[Start of section]

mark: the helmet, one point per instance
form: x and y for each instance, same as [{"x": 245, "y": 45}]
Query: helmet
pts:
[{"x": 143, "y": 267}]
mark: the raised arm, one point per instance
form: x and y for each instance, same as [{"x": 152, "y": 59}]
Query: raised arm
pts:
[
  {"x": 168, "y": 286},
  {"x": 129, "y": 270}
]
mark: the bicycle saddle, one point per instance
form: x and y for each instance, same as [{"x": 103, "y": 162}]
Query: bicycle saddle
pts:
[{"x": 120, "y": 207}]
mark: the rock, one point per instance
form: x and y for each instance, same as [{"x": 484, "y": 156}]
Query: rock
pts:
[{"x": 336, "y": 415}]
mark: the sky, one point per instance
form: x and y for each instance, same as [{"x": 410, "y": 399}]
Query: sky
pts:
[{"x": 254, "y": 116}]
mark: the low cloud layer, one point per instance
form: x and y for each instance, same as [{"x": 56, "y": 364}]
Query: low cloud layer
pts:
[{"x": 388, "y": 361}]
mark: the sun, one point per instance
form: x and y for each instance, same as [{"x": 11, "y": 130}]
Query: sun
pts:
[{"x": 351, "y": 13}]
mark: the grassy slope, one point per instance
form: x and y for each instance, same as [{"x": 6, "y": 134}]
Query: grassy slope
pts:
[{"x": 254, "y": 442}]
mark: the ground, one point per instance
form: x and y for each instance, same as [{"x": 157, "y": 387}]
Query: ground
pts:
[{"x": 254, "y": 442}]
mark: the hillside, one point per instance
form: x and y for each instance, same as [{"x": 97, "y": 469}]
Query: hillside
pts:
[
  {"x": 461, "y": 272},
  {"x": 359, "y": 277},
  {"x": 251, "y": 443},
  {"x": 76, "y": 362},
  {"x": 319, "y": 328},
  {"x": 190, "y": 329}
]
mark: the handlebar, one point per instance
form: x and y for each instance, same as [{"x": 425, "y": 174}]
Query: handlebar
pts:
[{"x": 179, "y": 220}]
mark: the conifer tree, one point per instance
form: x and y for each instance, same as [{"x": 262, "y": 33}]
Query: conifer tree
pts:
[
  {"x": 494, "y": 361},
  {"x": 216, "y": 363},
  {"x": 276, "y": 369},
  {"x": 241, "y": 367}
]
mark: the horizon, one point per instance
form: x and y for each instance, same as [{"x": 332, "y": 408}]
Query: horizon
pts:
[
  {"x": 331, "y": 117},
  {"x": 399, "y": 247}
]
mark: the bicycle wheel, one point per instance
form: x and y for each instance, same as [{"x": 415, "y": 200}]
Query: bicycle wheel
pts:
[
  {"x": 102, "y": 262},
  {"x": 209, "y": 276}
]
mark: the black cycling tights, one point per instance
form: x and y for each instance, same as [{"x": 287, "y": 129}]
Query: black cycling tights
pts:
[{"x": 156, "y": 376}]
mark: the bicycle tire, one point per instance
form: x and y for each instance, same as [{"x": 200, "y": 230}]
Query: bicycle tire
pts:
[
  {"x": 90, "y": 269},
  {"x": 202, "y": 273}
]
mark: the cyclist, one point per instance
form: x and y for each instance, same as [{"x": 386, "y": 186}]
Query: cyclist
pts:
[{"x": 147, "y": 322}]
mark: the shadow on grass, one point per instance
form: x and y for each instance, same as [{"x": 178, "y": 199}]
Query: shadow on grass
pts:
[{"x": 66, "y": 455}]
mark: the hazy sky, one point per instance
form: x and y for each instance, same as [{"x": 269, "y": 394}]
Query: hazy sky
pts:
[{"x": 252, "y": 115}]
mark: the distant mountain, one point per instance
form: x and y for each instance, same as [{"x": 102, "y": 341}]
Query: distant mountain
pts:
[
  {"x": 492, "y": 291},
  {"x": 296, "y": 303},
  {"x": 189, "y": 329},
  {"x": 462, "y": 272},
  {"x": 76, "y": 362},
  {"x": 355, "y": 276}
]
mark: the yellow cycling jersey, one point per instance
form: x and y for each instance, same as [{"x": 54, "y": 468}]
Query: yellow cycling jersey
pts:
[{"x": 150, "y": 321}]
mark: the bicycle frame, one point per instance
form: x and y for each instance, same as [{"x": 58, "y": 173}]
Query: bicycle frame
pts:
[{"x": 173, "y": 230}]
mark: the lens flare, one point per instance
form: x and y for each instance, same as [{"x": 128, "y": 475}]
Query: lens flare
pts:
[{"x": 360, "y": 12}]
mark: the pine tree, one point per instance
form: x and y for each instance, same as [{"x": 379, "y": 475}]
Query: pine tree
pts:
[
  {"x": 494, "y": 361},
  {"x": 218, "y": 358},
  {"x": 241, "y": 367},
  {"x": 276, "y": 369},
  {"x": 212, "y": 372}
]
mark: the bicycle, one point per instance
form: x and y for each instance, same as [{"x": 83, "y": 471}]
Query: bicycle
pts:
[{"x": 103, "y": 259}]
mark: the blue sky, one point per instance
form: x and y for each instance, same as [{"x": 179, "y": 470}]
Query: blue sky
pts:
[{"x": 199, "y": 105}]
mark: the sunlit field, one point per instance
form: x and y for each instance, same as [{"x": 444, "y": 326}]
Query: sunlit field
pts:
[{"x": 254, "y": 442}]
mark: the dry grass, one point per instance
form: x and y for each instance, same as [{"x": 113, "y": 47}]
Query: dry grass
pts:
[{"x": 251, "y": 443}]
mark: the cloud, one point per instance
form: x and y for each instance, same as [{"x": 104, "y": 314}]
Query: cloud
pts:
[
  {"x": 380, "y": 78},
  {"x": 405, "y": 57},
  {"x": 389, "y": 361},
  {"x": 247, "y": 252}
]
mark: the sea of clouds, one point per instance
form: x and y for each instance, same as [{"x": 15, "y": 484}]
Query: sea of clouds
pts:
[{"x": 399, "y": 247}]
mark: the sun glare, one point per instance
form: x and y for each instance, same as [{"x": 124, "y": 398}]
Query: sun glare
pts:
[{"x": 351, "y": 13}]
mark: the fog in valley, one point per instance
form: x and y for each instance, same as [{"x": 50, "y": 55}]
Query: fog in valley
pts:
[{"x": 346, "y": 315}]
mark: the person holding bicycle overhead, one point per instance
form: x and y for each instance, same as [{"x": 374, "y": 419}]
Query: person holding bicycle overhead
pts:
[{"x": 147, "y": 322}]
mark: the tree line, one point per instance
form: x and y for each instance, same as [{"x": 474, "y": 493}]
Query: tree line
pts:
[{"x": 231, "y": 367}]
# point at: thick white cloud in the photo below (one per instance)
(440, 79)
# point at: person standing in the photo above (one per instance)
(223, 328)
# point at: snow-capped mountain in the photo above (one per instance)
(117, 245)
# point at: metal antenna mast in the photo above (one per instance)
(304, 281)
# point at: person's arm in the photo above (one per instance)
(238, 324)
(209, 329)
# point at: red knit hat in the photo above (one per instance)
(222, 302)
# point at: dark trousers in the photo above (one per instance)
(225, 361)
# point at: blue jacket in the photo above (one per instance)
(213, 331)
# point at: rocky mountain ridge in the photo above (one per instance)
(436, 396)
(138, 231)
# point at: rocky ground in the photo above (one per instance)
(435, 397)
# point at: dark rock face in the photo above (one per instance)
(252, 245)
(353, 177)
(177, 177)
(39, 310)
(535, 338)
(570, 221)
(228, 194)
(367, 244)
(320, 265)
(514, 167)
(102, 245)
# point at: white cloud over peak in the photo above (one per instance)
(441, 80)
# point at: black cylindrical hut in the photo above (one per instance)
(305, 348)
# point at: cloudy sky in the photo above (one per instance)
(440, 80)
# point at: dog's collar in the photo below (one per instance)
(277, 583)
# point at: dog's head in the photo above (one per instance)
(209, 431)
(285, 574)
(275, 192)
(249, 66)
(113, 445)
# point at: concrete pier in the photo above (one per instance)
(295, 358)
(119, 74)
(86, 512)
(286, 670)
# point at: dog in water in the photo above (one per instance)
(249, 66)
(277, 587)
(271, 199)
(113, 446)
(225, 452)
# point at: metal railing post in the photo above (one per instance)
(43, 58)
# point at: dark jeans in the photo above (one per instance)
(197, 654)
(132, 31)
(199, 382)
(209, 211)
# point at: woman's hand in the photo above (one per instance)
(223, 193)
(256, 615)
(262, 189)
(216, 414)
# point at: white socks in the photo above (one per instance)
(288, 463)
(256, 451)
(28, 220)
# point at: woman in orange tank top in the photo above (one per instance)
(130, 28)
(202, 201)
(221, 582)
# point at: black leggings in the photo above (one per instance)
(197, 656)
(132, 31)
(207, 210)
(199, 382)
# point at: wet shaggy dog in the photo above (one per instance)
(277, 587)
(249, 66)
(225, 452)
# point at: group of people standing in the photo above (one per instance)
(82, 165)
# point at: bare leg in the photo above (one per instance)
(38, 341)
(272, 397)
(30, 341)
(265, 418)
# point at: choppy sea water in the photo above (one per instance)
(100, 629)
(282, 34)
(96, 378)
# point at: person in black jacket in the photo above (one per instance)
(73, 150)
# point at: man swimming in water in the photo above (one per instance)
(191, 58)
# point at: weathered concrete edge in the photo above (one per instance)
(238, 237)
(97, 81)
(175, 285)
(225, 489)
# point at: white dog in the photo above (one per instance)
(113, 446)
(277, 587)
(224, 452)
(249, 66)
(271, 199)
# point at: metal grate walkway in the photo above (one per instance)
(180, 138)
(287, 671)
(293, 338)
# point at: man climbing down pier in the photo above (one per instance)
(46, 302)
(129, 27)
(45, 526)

[End of section]

### [The problem]
Your reply must be one number: how many lines of the material hold the string "lens".

### [Reply]
2